◆ GIVEN INSTRUCTION ◆
Count the lines in the material below that contain the string "vegetation", with case significant, and give only the number.

(Excerpts from a location annotation dataset)
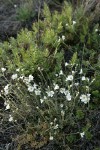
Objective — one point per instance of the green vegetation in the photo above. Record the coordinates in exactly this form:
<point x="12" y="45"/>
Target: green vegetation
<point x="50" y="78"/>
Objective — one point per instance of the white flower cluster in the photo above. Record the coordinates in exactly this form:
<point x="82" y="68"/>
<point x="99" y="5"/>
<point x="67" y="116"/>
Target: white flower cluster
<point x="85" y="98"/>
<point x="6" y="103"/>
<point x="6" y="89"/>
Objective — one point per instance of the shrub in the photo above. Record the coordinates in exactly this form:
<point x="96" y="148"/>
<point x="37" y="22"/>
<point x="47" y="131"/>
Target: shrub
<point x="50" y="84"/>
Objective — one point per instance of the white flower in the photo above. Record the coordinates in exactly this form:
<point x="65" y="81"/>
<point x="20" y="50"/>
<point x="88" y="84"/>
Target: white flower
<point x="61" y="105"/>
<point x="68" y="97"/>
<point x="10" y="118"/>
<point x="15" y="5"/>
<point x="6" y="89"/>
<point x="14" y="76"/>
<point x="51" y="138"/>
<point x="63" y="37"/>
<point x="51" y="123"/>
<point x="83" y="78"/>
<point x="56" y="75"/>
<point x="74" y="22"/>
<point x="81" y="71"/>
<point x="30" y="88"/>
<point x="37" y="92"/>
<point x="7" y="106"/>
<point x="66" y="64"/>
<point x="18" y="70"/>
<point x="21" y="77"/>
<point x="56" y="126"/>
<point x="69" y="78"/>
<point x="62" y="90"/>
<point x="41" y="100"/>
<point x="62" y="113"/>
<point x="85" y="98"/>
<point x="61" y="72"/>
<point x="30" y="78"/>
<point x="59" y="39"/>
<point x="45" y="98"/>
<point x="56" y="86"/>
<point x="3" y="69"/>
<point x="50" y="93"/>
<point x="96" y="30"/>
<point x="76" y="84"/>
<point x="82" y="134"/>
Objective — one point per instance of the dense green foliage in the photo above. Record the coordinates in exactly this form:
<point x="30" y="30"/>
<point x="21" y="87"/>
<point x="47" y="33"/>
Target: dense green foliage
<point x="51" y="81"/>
---
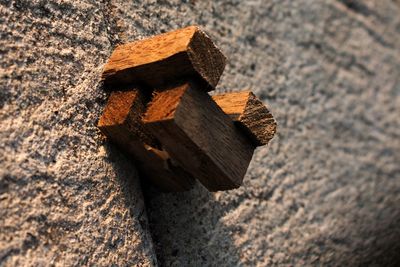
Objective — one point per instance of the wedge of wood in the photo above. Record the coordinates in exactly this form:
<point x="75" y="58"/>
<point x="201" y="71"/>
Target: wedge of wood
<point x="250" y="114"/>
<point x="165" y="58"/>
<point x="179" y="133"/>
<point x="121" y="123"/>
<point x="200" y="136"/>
* * *
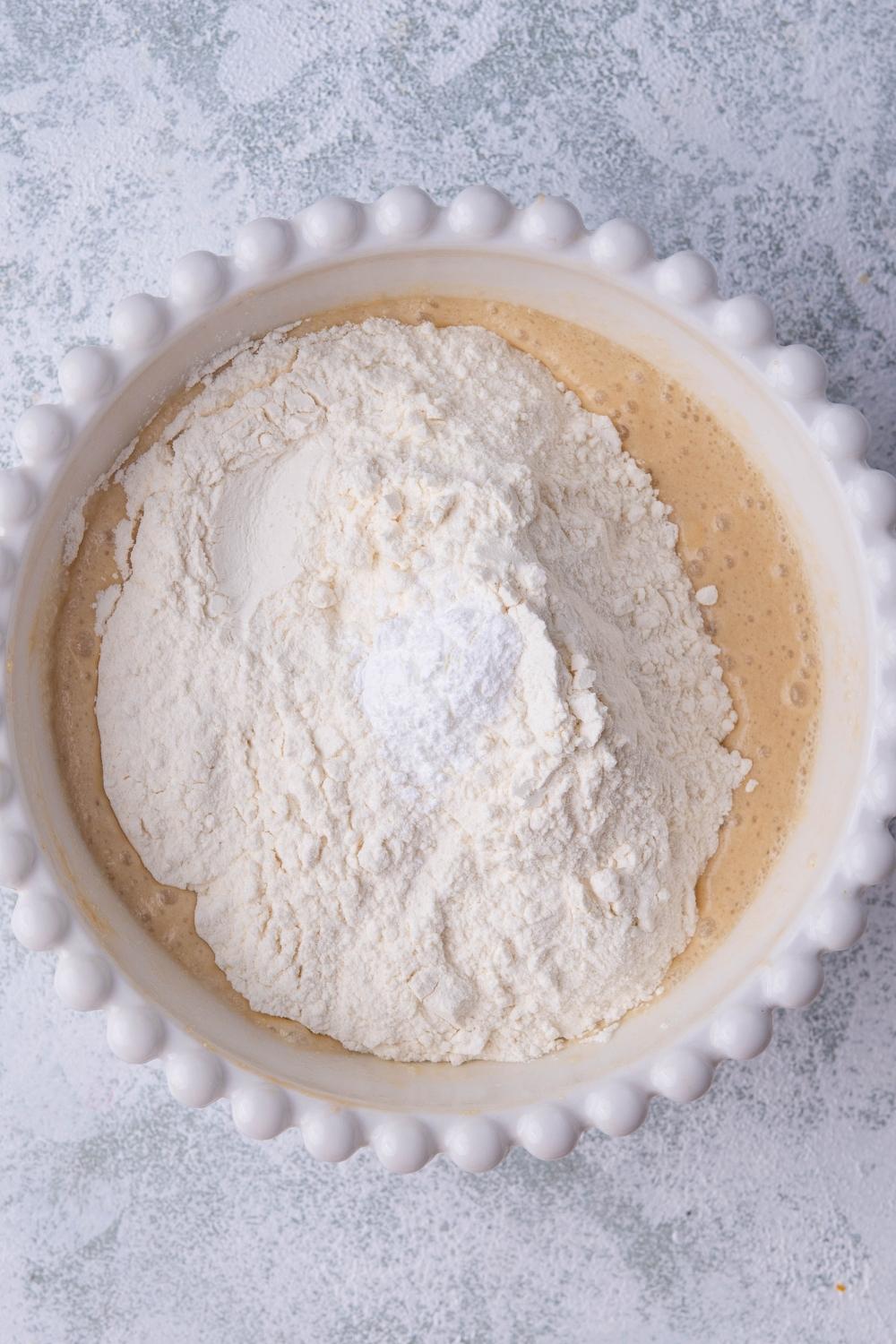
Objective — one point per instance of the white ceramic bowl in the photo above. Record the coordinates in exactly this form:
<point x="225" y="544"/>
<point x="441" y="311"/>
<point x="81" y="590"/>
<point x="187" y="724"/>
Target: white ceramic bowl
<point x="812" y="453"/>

◆ SOLUTION TO THE PROBLEM ◆
2